# Written request
Extract the entries without any changes, starting with the line that contains "[mark] rear door" and going on through the last line of the entries.

>>>

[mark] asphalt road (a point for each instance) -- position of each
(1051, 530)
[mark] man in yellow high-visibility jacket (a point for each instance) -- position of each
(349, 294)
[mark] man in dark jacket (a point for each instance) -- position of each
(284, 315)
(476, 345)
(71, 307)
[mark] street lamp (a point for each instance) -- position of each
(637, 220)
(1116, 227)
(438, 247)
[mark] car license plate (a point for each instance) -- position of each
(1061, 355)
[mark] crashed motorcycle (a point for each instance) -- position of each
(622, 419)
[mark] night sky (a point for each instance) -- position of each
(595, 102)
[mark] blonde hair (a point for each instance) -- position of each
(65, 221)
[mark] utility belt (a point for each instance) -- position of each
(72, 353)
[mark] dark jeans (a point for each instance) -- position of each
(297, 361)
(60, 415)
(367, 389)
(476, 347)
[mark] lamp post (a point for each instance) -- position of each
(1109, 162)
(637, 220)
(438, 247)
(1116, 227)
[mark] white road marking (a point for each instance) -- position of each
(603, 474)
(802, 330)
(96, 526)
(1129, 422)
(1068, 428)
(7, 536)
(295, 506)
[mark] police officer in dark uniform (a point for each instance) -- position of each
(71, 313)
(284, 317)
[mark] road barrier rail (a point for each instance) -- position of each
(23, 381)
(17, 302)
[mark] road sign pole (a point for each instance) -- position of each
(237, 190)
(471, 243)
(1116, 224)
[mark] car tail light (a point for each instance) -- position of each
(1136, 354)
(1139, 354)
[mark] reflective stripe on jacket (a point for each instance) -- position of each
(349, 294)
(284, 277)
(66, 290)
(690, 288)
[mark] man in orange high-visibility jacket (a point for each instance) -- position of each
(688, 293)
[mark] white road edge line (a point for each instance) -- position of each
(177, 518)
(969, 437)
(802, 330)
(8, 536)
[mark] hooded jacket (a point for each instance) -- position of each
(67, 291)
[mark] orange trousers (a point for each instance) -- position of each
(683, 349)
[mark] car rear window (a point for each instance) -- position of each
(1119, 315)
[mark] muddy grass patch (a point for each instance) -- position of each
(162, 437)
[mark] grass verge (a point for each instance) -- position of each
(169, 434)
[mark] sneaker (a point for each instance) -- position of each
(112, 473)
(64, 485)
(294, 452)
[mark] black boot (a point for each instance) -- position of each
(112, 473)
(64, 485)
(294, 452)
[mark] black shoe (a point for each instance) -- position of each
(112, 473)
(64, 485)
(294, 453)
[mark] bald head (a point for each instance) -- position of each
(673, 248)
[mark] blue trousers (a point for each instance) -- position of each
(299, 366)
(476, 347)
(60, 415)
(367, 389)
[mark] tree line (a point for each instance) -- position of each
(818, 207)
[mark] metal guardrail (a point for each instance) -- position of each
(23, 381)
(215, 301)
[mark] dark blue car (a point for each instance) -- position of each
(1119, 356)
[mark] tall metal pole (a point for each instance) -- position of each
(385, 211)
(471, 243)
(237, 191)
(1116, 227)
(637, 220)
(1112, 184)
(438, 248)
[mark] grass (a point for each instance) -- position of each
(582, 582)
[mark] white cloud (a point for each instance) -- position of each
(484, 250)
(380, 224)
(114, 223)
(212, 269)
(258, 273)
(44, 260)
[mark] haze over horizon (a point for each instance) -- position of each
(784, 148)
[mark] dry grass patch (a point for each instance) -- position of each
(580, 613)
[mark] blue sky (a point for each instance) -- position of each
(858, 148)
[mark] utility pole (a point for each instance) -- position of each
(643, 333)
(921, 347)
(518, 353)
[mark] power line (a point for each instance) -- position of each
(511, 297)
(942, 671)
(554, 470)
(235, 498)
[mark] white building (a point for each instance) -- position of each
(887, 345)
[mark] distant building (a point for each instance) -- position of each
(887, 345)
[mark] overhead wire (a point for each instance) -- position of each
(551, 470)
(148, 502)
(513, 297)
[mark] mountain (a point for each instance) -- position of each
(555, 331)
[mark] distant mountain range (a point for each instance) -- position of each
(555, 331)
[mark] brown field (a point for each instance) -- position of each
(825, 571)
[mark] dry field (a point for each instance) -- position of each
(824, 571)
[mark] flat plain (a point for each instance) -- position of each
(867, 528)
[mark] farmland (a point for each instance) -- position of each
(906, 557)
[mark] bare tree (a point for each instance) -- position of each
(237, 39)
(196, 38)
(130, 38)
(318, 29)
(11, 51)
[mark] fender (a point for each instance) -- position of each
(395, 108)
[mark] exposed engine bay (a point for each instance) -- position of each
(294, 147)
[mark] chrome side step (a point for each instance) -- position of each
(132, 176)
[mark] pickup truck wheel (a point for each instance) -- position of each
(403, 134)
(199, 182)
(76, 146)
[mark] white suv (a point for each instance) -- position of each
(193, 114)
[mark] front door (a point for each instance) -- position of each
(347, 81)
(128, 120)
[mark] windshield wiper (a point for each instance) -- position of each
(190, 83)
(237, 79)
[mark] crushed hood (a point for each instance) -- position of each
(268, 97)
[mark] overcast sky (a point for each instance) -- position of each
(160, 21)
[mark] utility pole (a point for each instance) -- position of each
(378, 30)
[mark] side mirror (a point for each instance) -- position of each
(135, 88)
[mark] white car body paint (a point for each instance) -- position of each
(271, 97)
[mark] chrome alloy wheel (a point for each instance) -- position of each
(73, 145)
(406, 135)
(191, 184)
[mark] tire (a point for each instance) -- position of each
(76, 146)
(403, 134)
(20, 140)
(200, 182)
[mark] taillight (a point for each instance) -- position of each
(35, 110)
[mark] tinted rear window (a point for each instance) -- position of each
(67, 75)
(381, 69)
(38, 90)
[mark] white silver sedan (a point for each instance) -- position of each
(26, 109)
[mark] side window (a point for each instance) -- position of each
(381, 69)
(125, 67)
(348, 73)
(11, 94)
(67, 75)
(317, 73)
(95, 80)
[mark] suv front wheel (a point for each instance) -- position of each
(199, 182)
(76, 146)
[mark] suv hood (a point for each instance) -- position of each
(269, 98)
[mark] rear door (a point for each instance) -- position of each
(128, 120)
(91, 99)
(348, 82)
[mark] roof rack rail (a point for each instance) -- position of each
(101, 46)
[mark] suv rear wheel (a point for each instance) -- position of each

<<<

# Exercise result
[mark] rear door (a point for each instance) -- position of each
(128, 120)
(91, 99)
(348, 82)
[mark] roof rack rail (a point for each instance) -- position of each
(101, 46)
[mark] suv rear wheel (a point for each instance) -- position of each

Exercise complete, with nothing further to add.